Your task:
Give the lines again exactly as they appear, beginning at the one with "If you could mark the flag" and ending at the last line of the records.

Available data:
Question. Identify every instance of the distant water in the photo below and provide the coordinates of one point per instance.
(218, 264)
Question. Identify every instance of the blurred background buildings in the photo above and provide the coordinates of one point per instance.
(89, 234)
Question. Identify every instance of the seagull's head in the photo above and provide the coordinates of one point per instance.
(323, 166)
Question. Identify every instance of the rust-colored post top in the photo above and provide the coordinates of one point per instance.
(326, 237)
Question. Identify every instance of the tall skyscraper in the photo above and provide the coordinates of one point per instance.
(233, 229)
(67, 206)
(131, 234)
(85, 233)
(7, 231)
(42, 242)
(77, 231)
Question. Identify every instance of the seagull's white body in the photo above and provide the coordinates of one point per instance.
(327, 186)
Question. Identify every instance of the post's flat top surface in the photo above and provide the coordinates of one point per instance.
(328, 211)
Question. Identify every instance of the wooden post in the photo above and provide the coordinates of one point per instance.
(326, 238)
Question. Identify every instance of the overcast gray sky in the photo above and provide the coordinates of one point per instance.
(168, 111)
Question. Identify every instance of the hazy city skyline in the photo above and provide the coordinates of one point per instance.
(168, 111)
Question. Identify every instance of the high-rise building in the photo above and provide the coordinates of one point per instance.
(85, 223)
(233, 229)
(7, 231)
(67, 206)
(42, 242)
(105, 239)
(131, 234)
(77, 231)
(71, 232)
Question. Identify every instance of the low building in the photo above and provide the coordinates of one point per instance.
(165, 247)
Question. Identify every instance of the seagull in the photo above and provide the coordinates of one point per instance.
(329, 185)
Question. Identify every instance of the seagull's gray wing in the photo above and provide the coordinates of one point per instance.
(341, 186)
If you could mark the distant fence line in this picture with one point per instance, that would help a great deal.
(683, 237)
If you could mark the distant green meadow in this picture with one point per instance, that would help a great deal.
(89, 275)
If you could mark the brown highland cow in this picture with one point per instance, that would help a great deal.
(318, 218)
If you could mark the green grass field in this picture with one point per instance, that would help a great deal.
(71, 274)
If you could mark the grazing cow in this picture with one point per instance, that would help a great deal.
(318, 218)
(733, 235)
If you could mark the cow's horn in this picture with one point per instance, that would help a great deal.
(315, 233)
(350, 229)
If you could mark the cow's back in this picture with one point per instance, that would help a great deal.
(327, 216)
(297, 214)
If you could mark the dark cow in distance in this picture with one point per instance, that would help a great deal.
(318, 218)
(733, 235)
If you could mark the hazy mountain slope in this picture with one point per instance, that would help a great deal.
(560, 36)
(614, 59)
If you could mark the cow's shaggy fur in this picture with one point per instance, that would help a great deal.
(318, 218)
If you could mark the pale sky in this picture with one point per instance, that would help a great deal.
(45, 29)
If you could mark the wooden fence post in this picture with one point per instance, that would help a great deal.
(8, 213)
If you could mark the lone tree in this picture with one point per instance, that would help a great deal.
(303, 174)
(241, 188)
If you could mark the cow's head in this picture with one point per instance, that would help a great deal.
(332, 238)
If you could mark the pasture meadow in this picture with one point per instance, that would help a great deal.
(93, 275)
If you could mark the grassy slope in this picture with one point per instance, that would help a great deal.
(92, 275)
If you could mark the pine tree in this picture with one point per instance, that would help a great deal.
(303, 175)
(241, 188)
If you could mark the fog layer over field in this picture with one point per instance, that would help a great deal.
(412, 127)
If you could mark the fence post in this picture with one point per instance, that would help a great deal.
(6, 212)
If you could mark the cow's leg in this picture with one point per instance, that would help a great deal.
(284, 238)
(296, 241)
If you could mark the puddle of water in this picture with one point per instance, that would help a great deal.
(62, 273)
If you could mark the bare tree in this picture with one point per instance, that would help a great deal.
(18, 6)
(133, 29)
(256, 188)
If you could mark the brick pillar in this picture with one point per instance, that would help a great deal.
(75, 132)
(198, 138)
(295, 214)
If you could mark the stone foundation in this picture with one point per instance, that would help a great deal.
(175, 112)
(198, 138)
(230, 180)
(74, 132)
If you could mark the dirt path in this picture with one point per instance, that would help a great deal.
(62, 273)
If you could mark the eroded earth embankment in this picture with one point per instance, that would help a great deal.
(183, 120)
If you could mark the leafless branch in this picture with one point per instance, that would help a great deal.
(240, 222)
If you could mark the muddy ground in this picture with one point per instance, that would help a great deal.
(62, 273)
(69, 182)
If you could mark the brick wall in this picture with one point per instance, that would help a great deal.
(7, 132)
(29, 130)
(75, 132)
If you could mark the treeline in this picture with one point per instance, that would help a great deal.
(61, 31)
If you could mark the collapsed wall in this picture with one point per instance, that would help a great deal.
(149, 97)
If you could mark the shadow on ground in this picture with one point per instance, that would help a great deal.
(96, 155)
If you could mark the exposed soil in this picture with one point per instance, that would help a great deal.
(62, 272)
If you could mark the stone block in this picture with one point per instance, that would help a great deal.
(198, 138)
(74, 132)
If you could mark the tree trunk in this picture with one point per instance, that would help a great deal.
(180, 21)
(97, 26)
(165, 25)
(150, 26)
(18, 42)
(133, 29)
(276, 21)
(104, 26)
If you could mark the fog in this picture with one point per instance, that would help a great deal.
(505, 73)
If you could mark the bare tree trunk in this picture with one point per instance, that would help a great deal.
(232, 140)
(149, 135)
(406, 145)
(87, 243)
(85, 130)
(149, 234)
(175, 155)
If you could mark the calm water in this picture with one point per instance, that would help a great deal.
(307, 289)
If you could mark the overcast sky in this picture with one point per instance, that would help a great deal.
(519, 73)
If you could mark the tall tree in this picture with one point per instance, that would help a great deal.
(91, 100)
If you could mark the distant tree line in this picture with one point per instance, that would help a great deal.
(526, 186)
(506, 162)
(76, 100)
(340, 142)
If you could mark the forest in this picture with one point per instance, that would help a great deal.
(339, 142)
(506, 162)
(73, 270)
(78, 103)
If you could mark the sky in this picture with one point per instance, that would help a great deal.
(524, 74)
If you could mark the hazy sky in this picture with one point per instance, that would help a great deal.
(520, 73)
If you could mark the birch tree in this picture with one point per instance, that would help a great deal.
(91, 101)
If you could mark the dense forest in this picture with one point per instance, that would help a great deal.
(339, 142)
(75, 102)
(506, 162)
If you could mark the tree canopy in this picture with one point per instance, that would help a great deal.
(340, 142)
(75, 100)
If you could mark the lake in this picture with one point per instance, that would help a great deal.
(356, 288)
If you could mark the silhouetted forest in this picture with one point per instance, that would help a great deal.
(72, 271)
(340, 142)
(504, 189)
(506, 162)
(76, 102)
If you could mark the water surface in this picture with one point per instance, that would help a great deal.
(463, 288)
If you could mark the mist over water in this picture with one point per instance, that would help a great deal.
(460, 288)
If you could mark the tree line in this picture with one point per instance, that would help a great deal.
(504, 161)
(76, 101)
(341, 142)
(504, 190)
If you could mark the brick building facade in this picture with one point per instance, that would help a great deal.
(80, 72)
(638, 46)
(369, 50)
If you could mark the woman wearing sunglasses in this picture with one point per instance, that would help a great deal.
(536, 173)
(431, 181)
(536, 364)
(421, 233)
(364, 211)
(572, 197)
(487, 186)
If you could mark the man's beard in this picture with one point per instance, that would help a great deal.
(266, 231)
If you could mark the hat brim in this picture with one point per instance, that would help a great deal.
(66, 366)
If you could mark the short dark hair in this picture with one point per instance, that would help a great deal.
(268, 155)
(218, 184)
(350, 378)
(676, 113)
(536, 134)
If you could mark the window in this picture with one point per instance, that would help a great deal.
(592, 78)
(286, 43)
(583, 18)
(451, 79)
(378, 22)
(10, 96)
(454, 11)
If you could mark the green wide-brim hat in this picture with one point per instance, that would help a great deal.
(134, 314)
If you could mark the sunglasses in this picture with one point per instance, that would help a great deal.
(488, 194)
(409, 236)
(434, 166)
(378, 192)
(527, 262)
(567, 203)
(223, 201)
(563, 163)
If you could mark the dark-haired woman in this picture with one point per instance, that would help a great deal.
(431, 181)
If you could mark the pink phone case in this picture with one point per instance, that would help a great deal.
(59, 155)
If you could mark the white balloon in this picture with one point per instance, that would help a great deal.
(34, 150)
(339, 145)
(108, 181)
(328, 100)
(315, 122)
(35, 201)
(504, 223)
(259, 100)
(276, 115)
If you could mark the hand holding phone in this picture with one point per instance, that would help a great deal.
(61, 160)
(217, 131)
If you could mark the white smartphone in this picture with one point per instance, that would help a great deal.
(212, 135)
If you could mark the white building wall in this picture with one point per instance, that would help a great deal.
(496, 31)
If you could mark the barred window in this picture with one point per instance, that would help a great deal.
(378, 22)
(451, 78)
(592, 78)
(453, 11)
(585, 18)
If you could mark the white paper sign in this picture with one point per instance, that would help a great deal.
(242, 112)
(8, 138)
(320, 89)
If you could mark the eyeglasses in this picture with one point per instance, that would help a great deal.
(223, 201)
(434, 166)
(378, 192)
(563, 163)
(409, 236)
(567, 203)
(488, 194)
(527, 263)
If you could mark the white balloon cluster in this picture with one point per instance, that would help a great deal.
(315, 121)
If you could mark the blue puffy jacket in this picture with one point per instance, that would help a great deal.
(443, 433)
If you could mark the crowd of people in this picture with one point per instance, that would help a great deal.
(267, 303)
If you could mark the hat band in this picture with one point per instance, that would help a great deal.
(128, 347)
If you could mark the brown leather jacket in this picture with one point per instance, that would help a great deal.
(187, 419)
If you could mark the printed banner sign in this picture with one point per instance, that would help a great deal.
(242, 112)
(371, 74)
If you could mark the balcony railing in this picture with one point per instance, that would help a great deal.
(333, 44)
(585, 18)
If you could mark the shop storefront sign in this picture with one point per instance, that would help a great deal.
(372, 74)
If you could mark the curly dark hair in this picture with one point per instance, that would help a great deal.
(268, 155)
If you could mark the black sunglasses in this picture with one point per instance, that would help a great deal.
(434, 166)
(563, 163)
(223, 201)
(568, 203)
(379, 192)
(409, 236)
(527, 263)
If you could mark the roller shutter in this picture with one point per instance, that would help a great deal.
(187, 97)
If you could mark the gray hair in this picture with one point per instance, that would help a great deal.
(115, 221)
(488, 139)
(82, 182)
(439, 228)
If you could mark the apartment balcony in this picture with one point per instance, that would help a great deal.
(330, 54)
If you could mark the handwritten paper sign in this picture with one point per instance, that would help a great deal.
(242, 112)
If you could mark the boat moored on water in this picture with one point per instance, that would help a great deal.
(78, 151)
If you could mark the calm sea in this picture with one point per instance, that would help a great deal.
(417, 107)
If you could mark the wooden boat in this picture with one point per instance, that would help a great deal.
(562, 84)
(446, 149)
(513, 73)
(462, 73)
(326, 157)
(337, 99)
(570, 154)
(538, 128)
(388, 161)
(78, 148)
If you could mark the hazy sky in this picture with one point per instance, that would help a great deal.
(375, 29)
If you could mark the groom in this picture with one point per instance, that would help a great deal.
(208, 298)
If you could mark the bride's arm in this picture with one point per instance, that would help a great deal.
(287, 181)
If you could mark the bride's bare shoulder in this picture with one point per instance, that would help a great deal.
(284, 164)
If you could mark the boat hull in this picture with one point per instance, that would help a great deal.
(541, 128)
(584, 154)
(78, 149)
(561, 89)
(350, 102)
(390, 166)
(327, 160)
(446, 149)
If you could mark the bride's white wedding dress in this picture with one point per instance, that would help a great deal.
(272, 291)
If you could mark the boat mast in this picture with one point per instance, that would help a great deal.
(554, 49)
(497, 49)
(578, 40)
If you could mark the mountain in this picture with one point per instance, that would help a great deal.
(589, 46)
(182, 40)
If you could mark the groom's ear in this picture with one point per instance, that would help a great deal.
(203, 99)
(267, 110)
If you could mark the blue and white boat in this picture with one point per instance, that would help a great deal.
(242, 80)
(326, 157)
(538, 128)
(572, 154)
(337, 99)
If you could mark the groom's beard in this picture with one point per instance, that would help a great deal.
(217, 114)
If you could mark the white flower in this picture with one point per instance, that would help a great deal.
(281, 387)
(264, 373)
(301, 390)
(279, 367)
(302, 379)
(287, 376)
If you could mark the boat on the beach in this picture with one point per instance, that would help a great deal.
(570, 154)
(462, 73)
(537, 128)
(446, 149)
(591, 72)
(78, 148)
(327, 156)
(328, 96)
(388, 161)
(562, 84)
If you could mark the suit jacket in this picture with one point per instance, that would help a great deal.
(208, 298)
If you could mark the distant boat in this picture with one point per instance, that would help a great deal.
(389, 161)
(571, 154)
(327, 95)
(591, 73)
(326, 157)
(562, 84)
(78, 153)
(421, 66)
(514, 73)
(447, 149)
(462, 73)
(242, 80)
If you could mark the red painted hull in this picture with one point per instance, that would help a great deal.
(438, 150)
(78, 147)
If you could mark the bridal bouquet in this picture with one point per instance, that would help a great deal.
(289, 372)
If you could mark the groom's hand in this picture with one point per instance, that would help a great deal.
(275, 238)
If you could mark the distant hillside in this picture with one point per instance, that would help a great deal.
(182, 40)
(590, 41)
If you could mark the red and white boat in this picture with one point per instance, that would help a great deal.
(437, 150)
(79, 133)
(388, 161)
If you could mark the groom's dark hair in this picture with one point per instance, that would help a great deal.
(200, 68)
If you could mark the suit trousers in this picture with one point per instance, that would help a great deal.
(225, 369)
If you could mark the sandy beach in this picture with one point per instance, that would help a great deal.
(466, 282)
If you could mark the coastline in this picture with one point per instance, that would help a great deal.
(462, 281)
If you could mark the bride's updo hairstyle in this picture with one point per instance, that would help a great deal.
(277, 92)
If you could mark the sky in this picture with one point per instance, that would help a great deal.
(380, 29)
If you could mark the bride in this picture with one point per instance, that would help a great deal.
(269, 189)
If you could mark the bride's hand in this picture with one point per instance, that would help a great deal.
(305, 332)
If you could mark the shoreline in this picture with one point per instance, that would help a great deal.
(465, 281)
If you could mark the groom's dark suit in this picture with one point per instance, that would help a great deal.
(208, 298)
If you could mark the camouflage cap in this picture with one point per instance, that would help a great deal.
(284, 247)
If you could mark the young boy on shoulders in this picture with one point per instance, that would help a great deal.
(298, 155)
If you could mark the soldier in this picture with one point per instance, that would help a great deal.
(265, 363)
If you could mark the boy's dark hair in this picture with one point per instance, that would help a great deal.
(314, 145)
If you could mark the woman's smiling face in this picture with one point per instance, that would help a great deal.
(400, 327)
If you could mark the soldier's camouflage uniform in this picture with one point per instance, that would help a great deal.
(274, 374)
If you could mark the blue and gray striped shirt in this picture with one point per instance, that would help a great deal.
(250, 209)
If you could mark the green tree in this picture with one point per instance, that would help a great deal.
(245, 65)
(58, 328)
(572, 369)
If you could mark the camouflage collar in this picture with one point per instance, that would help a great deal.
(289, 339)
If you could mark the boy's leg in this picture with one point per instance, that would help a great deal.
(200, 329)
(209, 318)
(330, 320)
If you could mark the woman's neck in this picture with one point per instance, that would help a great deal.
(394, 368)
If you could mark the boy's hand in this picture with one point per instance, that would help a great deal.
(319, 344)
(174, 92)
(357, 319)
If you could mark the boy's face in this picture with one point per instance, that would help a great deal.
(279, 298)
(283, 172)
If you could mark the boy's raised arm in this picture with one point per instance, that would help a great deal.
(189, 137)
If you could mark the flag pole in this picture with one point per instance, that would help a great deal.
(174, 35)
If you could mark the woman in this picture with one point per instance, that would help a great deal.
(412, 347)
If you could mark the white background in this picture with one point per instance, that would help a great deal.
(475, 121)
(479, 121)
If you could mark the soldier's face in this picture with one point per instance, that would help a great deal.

Response area:
If you could mark the flag pole in this picture with one point per instance, that would help a great deal.
(174, 35)
If you could mark the woman in this picture with one point per instance, that would help a great deal.
(412, 347)
If you could mark the white background in this picture with one point per instance, that would help a great deal.
(475, 121)
(479, 121)
If you could mark the soldier's face in this picture with one point per instance, that would help a great deal.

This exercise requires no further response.